## WHAT IS ASKED
Each entry must be given again exactly; images do not belong in the copy.

--- BEGIN RAW RECORDS ---

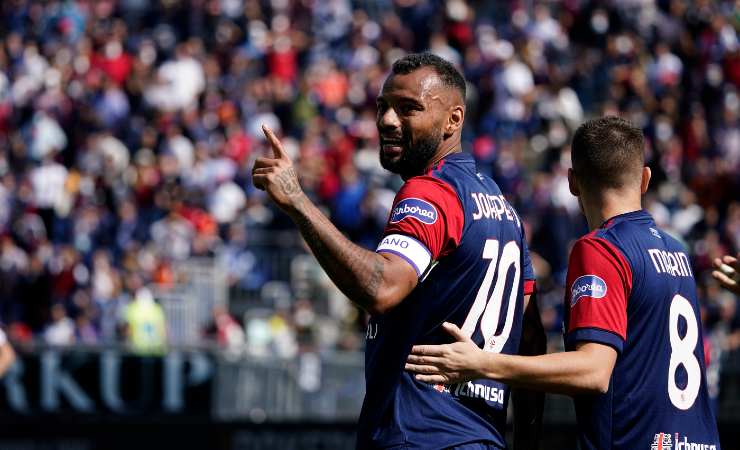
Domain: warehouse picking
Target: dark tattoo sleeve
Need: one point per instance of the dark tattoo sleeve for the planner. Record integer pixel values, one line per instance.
(358, 272)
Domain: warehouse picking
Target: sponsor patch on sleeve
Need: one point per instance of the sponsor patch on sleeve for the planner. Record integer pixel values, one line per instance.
(587, 286)
(408, 248)
(416, 208)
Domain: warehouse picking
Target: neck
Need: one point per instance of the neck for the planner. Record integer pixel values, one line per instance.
(608, 205)
(446, 148)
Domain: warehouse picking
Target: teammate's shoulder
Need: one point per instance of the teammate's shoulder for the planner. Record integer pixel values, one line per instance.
(428, 185)
(598, 240)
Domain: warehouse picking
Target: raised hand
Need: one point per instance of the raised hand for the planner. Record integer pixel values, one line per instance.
(447, 363)
(727, 272)
(276, 175)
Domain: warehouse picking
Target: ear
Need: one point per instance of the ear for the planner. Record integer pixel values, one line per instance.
(646, 173)
(455, 120)
(573, 184)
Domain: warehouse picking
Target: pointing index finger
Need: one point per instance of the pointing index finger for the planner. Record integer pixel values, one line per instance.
(277, 147)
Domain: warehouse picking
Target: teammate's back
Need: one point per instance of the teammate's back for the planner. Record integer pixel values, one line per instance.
(658, 390)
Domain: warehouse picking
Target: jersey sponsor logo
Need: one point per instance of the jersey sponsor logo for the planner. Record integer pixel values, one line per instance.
(417, 208)
(666, 441)
(477, 390)
(587, 286)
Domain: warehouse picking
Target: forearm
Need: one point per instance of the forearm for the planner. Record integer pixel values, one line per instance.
(569, 373)
(359, 273)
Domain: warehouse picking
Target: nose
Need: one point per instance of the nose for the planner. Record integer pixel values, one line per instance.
(388, 120)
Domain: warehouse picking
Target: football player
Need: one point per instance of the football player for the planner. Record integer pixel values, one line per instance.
(634, 358)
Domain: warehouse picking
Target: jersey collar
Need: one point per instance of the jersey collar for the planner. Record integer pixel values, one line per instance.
(632, 215)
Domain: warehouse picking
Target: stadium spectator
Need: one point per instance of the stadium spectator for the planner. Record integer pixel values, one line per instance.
(7, 354)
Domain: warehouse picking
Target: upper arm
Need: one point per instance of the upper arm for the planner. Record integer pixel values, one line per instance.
(598, 285)
(425, 224)
(399, 279)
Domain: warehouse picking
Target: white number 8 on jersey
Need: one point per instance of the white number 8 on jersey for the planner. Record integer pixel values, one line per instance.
(682, 353)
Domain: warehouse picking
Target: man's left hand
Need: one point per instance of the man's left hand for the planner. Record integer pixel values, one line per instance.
(276, 175)
(447, 363)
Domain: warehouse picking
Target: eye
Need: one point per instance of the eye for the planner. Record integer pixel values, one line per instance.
(381, 106)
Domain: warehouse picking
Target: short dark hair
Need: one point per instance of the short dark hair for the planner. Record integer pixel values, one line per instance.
(447, 73)
(607, 153)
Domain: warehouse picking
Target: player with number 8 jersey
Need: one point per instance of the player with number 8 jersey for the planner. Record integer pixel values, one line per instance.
(467, 244)
(630, 286)
(634, 359)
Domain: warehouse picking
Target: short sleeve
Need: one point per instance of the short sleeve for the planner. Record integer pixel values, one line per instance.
(598, 285)
(425, 223)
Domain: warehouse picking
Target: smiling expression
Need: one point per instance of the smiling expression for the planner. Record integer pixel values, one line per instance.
(412, 111)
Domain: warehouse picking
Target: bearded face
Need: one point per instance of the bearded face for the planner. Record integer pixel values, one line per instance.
(407, 156)
(410, 122)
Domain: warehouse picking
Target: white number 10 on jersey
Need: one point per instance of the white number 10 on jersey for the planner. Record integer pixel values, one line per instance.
(490, 306)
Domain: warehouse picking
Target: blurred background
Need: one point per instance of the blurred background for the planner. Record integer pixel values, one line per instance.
(156, 299)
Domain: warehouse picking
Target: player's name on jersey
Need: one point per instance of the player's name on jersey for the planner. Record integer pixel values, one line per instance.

--- END RAW RECORDS ---

## EXERCISE RESULT
Domain: warehouse picking
Target: dark tattoo sleeve
Need: one point per instance of the dark tattoo sleeve for the planner. Record integer pixel values, one line per instance.
(358, 272)
Domain: warehouse picking
Target: sponsor patch on sleeve
Need: one point per instance of the sponsor patch on sleeve for the planner. Record integer pixel values, one line per instance.
(587, 286)
(408, 248)
(416, 208)
Domain: warehouse picking
Target: neck
Need: one point per instance of the neck for the planner. Record integer pixel values, one line per instance.
(608, 205)
(446, 148)
Domain: warehouse picking
Target: teammate's shoulder
Need: one point per instance of the teammate's shoulder for the planner. Record integer pixel values, one line per instance.
(428, 185)
(598, 240)
Domain: warehouse picking
Target: raised hand
Need: one point per instance of the raised hand for the planner. Record integer pixel values, one line per instance.
(447, 363)
(727, 272)
(276, 175)
Domain: warehouse picking
Target: ear
Need: one point per instance of the ear for the planner. Record integer pixel values, one line per instance.
(646, 173)
(455, 120)
(573, 184)
Domain: warehouse picking
Target: pointing index finger
Need: one point per instance of the pointing index finger for the planner. Record integer pixel values, one line per instance.
(277, 147)
Domain: warehouse picking
Target: teammate's back
Need: one point per instance of the teammate's back for the planner. Record integer pixel values, one line per instance.
(658, 390)
Domain: warehouse picking
Target: jersey sponsor logo
Need: one point per instance of the jersey sponsor logo for the planner. Record integer pixel values, one line per instance.
(417, 208)
(666, 441)
(477, 390)
(587, 286)
Domain: warehouse picking
Target: forearm
Need: one point per instance of the forearm for the planner. Record integer pixel values, one line per instance.
(569, 373)
(359, 273)
Domain: warehouse picking
Target: nose
Need: one point per instance of the nose for the planner. Record integer pixel values, one line per instance.
(388, 120)
Domain: warehouse picking
Target: football player
Need: one point per instance of the football player for the planner. Record integer pixel values, one line per instance.
(634, 358)
Domain: warehouse picking
Target: jersey collar
Need: one point per instance of the jersey collar for the planner. Record integer pixel values, one line per instance.
(632, 215)
Domain: warehouse picking
Target: stadium spectator
Need: one point per instance of the stadium spectator for the planner. Record integer pixel values, one line per instance.
(7, 354)
Domain: warehouse picking
Target: upper arm
Need: one point per instance of the upper arm for the planner. Record integer pixel values, one line per instance.
(598, 285)
(425, 224)
(399, 279)
Domain: warehouse picking
Target: white number 8 on jersey
Need: one point per instance of the white number 8 on jersey for the planner. Record integer pixel values, one line per instance.
(682, 353)
Domain: warehouse picking
Target: man's left hand
Need: one point per instance of the man's left hand for the planner. Record integer pixel values, one line per instance.
(276, 175)
(447, 363)
Domain: warehouse picking
Target: eye
Need: one point per instance of the eye for the planner. Record integer pixel values, one line per instance.
(381, 106)
Domain: warehouse picking
Target: short dark hair
Need: one point per instance of the short dark hair for the planner. Record integer pixel values, one line per instance.
(447, 73)
(607, 153)
Domain: warehouse picking
Target: player with number 8 jersey
Need: one point per instance of the player with number 8 jersey for the planner. Record integer pixel values, one line per instance.
(467, 244)
(630, 286)
(634, 359)
Domain: warehouse picking
Target: short sleeve
Need: one point per instance of the short sleeve for the planner. Record integer pixel values, one line per instance.
(598, 285)
(425, 223)
Domain: warehouse picking
Target: smiling expression
Need: one point per instance of the smiling expression for the planner. Record integer pixel values, one line per instance.
(412, 111)
Domain: warehouse picking
Target: bearded face
Need: one point per instance of the bearded face for the planner. Record integer pixel values, one line per instance.
(407, 156)
(410, 122)
Domain: warehouse picking
Target: white number 10 on jersey
Need: one point per instance of the white number 10 on jersey for the planner. Record integer pixel values, one line per instance.
(490, 306)
Domain: warehouse picking
Target: blurred background
Need: one point per instance of the blurred background for the planner. Record integer pixel values, one line per instance.
(156, 299)
Domain: warehouse picking
Target: player's name on jersey
Need: one point per instance of the player's name on jersey for the planner. Record integer pixel values, one line per instance.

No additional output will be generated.